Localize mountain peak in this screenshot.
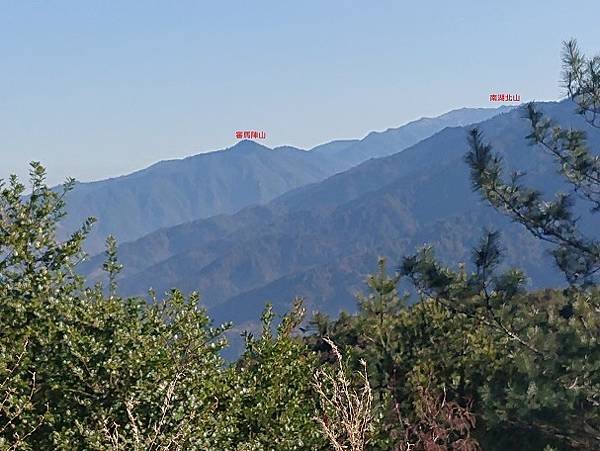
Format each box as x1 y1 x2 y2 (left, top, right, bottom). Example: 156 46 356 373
228 139 271 151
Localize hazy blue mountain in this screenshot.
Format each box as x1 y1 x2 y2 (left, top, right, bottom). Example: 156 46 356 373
313 106 513 169
61 108 504 254
82 102 600 323
61 141 335 253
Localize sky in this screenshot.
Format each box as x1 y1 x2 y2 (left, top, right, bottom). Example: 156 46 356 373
0 0 600 184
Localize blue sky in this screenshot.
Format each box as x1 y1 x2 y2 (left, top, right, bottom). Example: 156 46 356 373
0 0 600 183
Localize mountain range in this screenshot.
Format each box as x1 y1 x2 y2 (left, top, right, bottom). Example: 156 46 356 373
81 101 600 330
60 107 509 254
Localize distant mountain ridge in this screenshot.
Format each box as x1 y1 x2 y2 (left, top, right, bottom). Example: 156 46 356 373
60 107 507 254
76 102 600 330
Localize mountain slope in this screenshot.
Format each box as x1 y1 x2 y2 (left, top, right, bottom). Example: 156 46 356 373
83 103 600 328
61 141 334 253
61 108 504 254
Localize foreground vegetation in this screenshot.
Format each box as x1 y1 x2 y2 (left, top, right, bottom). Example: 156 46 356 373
0 42 600 451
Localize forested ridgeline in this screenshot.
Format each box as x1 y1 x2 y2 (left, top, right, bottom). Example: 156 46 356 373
0 41 600 451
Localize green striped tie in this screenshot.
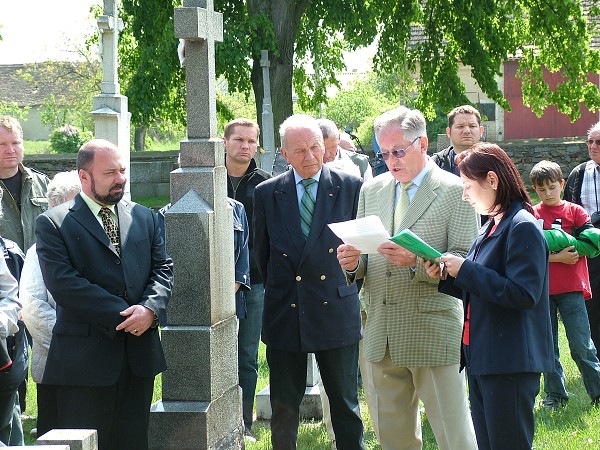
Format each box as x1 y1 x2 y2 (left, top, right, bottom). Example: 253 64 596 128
300 178 317 238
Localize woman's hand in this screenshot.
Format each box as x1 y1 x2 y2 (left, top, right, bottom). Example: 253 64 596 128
439 254 465 278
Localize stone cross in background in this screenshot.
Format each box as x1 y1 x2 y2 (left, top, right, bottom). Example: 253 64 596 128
260 50 276 173
91 0 131 198
149 0 244 450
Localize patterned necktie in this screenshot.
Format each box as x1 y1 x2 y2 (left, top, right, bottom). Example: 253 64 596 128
300 178 317 238
394 181 413 233
98 206 121 255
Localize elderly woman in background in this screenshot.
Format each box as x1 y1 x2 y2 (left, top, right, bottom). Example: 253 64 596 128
426 143 553 450
19 170 81 436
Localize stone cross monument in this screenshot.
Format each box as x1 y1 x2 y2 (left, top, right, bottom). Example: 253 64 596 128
91 0 131 198
149 0 244 450
260 50 275 173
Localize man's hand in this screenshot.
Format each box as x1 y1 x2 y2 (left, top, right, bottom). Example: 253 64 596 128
337 244 360 272
377 241 417 267
550 245 579 264
117 305 154 336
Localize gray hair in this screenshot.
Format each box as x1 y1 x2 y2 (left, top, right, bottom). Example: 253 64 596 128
317 119 340 139
373 106 427 141
46 170 81 208
279 114 323 148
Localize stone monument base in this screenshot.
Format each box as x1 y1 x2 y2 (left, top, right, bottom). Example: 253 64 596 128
148 386 244 450
256 385 323 420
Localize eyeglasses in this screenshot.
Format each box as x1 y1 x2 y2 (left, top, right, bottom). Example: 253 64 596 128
381 136 421 161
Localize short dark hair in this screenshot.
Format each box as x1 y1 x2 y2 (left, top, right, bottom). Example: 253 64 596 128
223 117 260 139
77 139 119 172
448 105 481 128
0 116 23 139
455 142 533 214
529 160 564 186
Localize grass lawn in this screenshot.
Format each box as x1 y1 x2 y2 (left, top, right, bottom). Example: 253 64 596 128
23 324 600 450
23 141 179 155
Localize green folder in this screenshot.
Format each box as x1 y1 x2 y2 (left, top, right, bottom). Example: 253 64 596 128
390 229 442 262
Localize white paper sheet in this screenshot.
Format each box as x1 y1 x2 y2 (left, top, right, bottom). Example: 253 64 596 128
329 216 390 253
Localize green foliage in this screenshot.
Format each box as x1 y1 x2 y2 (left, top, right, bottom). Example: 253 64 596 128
215 0 600 128
119 0 186 150
0 100 31 120
325 76 397 143
217 88 256 136
50 124 93 153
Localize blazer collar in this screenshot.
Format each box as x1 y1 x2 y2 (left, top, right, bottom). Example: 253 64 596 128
378 167 441 235
274 165 340 259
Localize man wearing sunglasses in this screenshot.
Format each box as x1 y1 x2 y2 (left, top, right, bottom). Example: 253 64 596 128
564 122 600 354
337 106 478 450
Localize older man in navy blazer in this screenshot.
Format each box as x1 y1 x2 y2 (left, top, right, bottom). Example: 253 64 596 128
254 114 364 450
36 140 173 450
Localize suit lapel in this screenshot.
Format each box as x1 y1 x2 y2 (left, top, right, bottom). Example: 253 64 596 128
274 170 305 253
376 172 396 236
300 166 340 262
398 167 440 230
70 195 110 248
117 200 133 251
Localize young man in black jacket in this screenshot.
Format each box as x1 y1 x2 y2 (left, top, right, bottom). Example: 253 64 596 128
564 122 600 354
432 105 483 175
224 118 271 440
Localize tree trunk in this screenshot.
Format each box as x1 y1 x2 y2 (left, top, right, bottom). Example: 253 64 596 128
248 0 310 147
133 127 148 152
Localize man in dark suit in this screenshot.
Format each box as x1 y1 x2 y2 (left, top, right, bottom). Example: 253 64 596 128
254 115 364 450
36 140 173 450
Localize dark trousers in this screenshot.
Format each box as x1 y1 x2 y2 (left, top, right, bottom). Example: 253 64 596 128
267 343 364 450
585 256 600 351
36 383 59 436
56 363 154 450
468 373 540 450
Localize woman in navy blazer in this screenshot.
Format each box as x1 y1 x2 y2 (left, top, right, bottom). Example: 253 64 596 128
428 143 553 450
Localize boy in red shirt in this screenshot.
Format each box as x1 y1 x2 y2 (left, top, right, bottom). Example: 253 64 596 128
530 161 600 409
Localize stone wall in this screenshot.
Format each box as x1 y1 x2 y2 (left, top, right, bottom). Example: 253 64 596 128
19 137 588 199
24 150 179 199
499 137 589 182
429 135 588 182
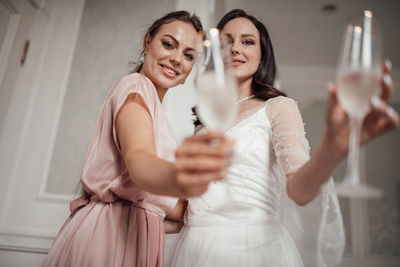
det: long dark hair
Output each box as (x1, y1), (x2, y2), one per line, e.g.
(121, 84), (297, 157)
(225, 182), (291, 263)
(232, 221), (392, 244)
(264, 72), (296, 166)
(192, 9), (286, 127)
(131, 10), (203, 73)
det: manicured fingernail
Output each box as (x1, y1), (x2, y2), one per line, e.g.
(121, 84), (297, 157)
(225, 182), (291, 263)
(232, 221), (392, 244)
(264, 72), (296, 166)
(371, 96), (381, 108)
(383, 74), (393, 85)
(326, 81), (333, 91)
(221, 171), (227, 178)
(385, 59), (392, 70)
(386, 106), (396, 117)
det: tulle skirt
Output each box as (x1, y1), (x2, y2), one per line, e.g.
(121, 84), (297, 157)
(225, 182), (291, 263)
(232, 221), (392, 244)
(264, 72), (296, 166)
(42, 200), (165, 267)
(168, 223), (304, 267)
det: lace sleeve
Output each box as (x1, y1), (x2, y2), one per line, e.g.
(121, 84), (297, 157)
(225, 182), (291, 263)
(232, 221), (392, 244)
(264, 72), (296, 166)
(267, 96), (310, 174)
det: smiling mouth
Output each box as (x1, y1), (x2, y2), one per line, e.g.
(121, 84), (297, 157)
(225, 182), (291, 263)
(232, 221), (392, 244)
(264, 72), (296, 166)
(232, 60), (245, 67)
(161, 64), (179, 76)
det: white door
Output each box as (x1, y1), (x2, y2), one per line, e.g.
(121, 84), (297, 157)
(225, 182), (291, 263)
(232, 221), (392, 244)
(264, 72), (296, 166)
(0, 0), (84, 267)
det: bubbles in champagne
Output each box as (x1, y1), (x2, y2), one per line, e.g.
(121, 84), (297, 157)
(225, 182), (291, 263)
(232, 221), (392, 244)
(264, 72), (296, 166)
(196, 71), (238, 131)
(338, 71), (380, 118)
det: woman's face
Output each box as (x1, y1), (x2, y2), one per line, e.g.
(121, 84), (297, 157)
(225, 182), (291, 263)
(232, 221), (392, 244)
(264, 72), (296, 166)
(140, 20), (198, 89)
(221, 18), (261, 83)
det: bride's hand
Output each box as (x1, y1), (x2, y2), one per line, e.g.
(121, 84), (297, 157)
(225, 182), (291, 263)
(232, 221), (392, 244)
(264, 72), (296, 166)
(174, 132), (233, 198)
(324, 61), (399, 159)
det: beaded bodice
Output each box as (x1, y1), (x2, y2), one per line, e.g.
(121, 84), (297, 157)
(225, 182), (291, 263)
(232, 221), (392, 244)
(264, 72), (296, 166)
(186, 97), (309, 226)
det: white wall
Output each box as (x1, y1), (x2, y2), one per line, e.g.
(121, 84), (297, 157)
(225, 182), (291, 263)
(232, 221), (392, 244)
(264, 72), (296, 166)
(0, 0), (400, 266)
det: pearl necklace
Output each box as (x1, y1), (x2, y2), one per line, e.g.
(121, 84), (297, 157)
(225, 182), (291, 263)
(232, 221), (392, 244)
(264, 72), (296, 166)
(237, 94), (256, 105)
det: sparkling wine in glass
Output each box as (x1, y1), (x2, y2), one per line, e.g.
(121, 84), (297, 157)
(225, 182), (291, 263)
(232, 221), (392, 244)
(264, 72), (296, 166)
(195, 28), (238, 132)
(194, 28), (239, 211)
(336, 10), (382, 198)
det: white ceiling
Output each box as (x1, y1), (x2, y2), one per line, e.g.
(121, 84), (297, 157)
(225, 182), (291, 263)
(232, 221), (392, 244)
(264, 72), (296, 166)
(216, 0), (400, 68)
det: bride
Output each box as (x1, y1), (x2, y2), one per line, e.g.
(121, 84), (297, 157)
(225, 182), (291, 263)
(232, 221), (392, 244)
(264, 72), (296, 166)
(169, 9), (399, 267)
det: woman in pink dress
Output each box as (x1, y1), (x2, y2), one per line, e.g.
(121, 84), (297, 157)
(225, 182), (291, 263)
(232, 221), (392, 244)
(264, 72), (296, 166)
(42, 11), (232, 267)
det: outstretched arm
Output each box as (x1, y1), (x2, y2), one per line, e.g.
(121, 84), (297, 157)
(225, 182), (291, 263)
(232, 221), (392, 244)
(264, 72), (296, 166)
(278, 61), (399, 205)
(116, 94), (233, 198)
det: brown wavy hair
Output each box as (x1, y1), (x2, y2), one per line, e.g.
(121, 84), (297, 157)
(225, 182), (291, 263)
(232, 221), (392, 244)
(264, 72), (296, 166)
(192, 9), (287, 127)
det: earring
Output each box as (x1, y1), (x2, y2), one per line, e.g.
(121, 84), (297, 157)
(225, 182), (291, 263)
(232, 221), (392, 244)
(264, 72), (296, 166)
(139, 52), (146, 64)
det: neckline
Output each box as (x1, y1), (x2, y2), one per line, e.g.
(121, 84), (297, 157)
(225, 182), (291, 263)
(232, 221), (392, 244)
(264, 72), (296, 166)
(225, 101), (267, 133)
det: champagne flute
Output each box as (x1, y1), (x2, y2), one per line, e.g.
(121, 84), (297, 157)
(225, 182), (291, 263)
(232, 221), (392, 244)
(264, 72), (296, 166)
(336, 10), (382, 198)
(195, 28), (238, 132)
(194, 28), (239, 210)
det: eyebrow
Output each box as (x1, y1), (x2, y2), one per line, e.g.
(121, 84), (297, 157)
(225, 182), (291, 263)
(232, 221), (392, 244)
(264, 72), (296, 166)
(163, 34), (194, 51)
(225, 33), (257, 39)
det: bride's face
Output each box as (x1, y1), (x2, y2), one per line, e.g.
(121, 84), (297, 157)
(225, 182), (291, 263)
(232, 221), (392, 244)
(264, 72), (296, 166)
(221, 18), (261, 82)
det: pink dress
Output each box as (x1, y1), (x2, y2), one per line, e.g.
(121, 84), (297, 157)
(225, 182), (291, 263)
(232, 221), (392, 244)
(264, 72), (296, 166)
(42, 73), (177, 267)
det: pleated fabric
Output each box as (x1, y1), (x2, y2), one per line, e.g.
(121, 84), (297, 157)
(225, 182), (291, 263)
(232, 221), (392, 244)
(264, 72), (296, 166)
(42, 73), (178, 267)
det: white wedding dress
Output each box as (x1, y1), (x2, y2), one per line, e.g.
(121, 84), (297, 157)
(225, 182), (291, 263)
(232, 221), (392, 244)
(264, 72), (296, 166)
(169, 97), (344, 267)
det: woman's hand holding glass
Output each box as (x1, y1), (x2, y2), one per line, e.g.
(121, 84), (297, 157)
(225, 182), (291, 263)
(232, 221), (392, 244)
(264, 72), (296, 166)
(326, 61), (399, 159)
(174, 131), (234, 198)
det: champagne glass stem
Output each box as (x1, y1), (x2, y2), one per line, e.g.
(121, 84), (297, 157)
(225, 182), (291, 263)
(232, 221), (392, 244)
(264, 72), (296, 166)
(346, 116), (363, 184)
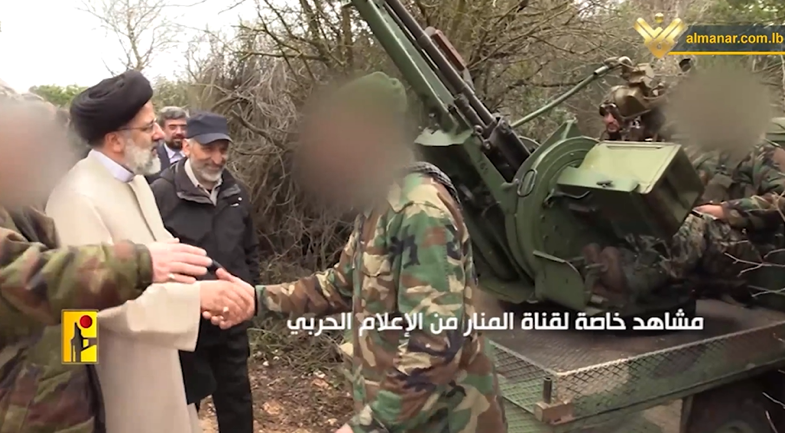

•••••

Work instructions. Copy out the records between the line holding "Localize short dark hair in this screenshot." and the line holding "529 160 564 186", inclusive, keeping every line unchanged.

Exercise solution.
Localize short dark hair in this screenshot.
Format each box as x1 y1 x2 y2 (left, top, right, bottom). Example: 253 64 596 128
223 117 260 139
77 139 119 172
448 105 481 128
0 116 23 139
455 142 533 214
529 160 564 186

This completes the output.